Work required
Reproduce the full comment on Nintendo's hardware business below word for word, leaving nothing out and changing nothing.

Quoted text

>> BEGIN

The reason for it is because outside of the Wii, which was a fluke that capitalized on a fad, Nintendo has been incredibly behind as a hardware producer. They lucked out with a "right fad at the right time" on motion controls, and it puttered away the same way Rhythm games with their fake instrument controllers. Honestly for all the "good" Nintendo has been over the last decade as it relates to main stream home console manufacture, they have really just been living on borrowed time and by the grace of their handheld dominance.

Their greatest strength has effectively always been their proprietary software anyway. Hardware, outside of the handhelds (which is likely to be a dying market with tablets & phones in the mix) is little more than an albatross around their necks and killing their profitability.

So if they would adopt a wide and open platform for their software, (say on PC, but to a lesser extent android) they could focus their efforts on where they have always shined and end up much more profitable for it.

>> END

Raw data

>> BEGIN

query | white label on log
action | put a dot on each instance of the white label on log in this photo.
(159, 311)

>> END

Complete response
The reason for it is because outside of the Wii, which was a fluke that capitalized on a fad, Nintendo has been incredibly behind as a hardware producer. They lucked out with a "right fad at the right time" on motion controls, and it puttered away the same way Rhythm games with their fake instrument controllers. Honestly for all the "good" Nintendo has been over the last decade as it relates to main stream home console manufacture, they have really just been living on borrowed time and by the grace of their handheld dominance.

Their greatest strength has effectively always been their proprietary software anyway. Hardware, outside of the handhelds (which is likely to be a dying market with tablets & phones in the mix) is little more than an albatross around their necks and killing their profitability.

So if they would adopt a wide and open platform for their software, (say on PC, but to a lesser extent android) they could focus their efforts on where they have always shined and end up much more profitable for it.